▸ Material provided

══════════

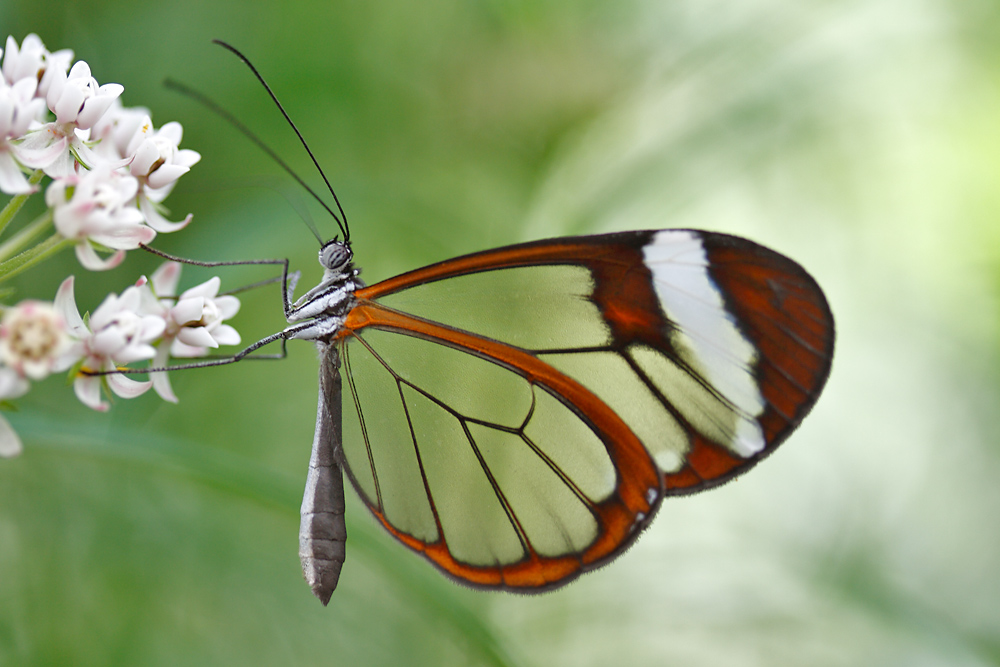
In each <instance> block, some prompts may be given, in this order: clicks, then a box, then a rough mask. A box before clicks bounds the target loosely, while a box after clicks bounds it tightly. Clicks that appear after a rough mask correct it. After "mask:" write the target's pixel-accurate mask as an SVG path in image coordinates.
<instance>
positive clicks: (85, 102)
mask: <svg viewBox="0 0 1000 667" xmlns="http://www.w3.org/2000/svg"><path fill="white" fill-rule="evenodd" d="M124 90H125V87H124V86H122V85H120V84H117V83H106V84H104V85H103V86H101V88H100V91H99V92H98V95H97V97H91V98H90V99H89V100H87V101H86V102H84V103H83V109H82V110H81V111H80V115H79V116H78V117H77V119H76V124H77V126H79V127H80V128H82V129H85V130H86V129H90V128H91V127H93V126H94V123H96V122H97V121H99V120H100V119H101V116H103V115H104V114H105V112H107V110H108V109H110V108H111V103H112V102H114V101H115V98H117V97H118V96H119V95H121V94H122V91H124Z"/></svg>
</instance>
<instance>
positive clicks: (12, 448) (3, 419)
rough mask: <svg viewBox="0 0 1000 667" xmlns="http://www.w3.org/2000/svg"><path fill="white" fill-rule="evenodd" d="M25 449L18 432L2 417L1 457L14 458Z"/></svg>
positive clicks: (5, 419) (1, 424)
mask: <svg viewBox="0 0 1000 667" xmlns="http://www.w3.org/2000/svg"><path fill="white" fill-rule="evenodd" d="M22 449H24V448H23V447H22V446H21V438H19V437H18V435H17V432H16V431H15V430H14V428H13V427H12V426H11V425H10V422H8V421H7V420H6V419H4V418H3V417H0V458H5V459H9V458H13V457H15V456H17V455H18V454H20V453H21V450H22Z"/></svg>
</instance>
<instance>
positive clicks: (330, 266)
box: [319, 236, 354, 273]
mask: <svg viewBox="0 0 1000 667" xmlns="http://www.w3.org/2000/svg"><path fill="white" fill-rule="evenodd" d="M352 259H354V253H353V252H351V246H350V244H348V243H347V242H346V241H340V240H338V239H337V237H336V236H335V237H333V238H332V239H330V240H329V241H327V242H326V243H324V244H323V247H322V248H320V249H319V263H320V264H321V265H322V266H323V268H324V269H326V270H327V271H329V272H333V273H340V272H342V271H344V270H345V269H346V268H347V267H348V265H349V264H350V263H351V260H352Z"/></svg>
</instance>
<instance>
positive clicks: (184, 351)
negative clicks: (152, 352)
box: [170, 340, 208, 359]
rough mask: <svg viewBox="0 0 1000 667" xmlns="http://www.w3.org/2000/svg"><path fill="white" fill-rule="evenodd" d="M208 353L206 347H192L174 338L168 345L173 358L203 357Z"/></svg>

══════════

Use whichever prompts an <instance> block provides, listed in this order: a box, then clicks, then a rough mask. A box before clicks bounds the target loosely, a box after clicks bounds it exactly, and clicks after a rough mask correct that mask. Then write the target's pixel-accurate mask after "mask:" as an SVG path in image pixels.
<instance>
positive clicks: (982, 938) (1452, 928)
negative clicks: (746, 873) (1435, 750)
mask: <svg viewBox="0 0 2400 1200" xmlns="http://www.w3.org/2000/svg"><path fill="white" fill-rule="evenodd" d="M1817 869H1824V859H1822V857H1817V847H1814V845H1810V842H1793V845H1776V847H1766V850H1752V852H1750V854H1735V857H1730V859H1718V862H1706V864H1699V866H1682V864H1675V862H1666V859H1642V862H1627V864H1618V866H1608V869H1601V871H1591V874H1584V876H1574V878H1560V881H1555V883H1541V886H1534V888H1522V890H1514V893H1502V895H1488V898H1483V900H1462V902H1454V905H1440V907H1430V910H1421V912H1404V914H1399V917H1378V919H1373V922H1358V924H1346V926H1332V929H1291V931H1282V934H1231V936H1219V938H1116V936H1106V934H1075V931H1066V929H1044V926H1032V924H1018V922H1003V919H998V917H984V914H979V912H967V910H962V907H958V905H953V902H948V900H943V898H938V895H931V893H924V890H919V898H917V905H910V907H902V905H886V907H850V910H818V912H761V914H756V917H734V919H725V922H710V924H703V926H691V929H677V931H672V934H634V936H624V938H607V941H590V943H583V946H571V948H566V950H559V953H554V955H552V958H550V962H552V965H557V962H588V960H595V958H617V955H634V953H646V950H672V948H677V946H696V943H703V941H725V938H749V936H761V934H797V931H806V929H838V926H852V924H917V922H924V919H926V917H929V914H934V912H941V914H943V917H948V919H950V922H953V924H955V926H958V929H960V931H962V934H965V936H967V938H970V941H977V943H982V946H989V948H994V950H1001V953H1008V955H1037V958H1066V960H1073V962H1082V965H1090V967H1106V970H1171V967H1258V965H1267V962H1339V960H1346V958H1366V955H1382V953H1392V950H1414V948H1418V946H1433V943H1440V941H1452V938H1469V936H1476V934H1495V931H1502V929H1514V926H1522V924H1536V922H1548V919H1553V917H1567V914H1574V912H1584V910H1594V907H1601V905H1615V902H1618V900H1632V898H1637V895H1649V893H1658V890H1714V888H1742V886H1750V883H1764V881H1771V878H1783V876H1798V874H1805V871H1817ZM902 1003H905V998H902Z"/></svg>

══════════

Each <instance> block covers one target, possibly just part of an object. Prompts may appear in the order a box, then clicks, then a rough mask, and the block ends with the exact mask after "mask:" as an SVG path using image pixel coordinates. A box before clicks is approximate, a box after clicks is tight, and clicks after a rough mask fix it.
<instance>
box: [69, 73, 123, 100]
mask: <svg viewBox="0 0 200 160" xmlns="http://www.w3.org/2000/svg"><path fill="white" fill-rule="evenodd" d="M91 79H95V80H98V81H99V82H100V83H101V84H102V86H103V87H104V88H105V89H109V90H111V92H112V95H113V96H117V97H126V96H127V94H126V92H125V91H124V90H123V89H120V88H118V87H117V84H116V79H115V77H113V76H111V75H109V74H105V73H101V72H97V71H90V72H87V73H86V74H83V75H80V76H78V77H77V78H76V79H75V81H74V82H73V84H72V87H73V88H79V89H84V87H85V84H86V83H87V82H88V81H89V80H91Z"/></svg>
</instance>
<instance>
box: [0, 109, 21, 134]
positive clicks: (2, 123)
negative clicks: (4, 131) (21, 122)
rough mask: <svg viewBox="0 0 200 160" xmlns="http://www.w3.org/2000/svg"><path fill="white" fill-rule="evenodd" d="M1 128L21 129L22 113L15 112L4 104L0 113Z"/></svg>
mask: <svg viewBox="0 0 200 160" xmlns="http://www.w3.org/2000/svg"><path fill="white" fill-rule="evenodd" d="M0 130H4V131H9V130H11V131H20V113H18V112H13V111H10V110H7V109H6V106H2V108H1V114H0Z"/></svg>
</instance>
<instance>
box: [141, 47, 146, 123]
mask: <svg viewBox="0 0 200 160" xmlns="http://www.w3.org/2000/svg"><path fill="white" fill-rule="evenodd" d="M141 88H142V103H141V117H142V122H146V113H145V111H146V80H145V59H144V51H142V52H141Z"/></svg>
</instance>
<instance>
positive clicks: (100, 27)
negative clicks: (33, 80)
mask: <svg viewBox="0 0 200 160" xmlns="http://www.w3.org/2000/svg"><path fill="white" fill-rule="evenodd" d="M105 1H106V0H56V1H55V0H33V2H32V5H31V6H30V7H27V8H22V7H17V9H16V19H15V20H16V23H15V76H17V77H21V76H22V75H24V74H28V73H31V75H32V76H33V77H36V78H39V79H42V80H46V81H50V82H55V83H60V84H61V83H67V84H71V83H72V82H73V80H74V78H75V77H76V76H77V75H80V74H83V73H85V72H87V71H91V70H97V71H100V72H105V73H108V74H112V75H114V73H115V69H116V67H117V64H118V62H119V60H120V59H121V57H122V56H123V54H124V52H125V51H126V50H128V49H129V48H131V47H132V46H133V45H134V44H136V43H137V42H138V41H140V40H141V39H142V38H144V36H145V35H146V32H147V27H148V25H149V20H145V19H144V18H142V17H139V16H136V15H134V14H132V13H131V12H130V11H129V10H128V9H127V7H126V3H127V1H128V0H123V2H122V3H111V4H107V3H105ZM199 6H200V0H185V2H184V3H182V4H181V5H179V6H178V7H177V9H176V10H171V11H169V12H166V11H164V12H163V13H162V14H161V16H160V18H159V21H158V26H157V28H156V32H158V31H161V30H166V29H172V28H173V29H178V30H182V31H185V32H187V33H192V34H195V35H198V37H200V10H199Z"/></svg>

══════════

▸ Action item
Look through the data above and return exactly the lines from the one that contains "negative clicks: (152, 352)" to the one that contains "353L206 347H192L174 338L168", inclusive, with nothing else.

▸ Answer to the exercise
negative clicks: (152, 352)
box: [170, 340, 208, 359]
rough mask: <svg viewBox="0 0 1000 667" xmlns="http://www.w3.org/2000/svg"><path fill="white" fill-rule="evenodd" d="M208 353L206 347H192L174 338L168 345L173 358L203 357Z"/></svg>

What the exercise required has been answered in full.